TO BE DONE –
Return, without alteration, the lines that begin at the line containing "Q: For every instance of the anal" and end with the last of the lines below, inclusive of both.

****************

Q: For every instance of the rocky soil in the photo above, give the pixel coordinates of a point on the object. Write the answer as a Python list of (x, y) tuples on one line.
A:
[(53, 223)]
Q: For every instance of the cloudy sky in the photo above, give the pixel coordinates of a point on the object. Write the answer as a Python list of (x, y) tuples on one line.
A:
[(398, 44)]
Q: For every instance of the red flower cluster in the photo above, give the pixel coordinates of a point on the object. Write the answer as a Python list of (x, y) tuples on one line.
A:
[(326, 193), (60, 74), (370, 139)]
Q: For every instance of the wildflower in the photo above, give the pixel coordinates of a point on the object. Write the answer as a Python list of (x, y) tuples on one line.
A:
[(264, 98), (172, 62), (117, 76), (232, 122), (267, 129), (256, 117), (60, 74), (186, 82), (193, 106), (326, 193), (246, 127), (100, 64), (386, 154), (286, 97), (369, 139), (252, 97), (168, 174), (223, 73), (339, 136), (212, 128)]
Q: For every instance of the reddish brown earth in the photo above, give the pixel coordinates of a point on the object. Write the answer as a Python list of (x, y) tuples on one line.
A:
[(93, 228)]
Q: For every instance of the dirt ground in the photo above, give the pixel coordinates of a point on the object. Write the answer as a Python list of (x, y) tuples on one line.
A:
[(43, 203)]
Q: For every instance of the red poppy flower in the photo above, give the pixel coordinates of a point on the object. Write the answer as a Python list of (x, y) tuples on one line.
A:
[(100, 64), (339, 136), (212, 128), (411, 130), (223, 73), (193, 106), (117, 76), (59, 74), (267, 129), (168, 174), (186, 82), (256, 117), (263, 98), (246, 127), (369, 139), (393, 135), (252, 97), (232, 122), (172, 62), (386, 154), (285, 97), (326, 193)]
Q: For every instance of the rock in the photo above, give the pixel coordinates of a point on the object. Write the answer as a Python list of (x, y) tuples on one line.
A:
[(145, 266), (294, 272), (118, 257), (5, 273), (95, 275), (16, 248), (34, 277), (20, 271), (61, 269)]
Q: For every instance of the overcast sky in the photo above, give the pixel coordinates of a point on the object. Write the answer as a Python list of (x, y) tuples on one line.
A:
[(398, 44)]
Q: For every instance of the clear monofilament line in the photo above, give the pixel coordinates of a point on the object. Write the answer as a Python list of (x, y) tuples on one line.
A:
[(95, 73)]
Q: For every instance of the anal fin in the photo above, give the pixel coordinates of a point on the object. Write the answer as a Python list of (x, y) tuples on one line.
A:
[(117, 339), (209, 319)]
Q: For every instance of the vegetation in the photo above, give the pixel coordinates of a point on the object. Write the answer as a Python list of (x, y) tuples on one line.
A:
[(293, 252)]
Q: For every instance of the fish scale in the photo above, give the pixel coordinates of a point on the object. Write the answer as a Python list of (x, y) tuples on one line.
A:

****************

CORRECT RESPONSE –
Q: For every instance of the anal fin in the photo above, give the pixel coordinates of a point on the object. Write the answer as a Python list of (x, y) tuples on one line.
A:
[(117, 339), (209, 319)]
Q: For every instance of the vegetation in the photo above, give the pixel coordinates of a point on the object. Write the answer as a Python list of (x, y) tuples on one line.
A:
[(293, 252)]
Q: For every instance of the fish scale in the photo above, give the pixel coordinates of a point on the object. Write the answer as a Python list of (x, y) tuples on one line.
A:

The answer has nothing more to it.